▶ [Instructions for the task]
Reproduce the records below exactly as given.

▶ [Given records]
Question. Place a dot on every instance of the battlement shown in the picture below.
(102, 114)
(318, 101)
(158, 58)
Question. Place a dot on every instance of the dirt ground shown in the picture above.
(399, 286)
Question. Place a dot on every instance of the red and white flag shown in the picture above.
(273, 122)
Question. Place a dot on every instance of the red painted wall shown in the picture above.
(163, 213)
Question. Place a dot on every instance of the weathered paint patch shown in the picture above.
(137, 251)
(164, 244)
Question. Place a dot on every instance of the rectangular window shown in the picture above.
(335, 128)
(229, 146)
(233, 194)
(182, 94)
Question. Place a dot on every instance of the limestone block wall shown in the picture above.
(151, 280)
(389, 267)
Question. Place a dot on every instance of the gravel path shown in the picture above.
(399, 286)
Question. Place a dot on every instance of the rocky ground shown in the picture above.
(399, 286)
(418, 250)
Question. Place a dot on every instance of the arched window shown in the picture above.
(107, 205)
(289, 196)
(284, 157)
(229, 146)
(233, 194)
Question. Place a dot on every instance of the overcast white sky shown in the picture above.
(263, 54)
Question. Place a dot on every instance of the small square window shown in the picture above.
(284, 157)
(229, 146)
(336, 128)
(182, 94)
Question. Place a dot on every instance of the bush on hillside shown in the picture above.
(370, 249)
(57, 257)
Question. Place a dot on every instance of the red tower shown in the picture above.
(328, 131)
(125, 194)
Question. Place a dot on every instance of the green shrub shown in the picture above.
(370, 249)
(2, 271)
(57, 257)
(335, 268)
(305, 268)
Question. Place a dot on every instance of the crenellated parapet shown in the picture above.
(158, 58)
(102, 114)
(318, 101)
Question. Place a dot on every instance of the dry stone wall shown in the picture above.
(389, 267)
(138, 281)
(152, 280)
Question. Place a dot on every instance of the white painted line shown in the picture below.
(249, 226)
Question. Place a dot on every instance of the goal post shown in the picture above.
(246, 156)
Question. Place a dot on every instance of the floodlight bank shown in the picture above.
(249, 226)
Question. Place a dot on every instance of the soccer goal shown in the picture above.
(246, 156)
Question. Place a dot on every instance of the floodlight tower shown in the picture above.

▶ [Expected output]
Question. Place a dot on every instance of the battlement shown in the picture below.
(102, 114)
(318, 101)
(158, 58)
Question. Place a dot on every instance of the dirt ground shown in the picture above.
(399, 286)
Question. Place a dot on every instance of the red and white flag shown in the picture above.
(273, 122)
Question. Place a dot on every instance of the red painted wall shown in the picture above.
(163, 213)
Question. Place a dot on every instance of the weathered paint patch shown in the picture above.
(137, 251)
(164, 244)
Question. Place a dot on every instance of the rectangular window shown in the picture above.
(335, 128)
(229, 146)
(233, 194)
(182, 94)
Question. Place a dot on every instance of the limestone block wall shown in the picture above.
(151, 280)
(389, 267)
Question. Place a dot on every instance of the gravel path shown in the picture above.
(399, 286)
Question. Place a dot on every instance of the rocky ground shown in the picture above.
(399, 286)
(418, 250)
Question. Place a dot on every instance of the arched window shown in the picture above.
(107, 205)
(289, 196)
(284, 157)
(229, 146)
(233, 194)
Question. Place a dot on every instance of the overcast white sky shown in the picture above.
(263, 54)
Question. Place a dot on every instance of the small square window shown in the picture above.
(284, 157)
(229, 146)
(336, 128)
(182, 94)
Question. Place a dot on every instance of the bush on hillside shown in the picture above.
(370, 249)
(57, 257)
Question. Place a dot on every instance of the red tower shown in the picture above.
(328, 131)
(125, 194)
Question. Place a dot on every instance of the green shrub shown in the picture above.
(370, 249)
(2, 271)
(57, 257)
(335, 268)
(305, 268)
Question. Place a dot on every instance of the crenellated parapet shown in the picture above.
(158, 58)
(102, 114)
(318, 101)
Question. Place a dot on every instance of the dry stone wall shown in the picture above.
(389, 267)
(138, 281)
(152, 280)
Question. Place a dot on every instance of the white painted line shown in the picture below.
(249, 226)
Question. Place a dot on every instance of the goal post shown in the picture above.
(246, 156)
Question. Place a dot on every instance of the floodlight bank shown in the picture above.
(249, 226)
Question. Place a dot on every instance of the soccer goal shown in the picture above.
(246, 156)
Question. Place a dot on every instance of the floodlight tower shown in the picture above.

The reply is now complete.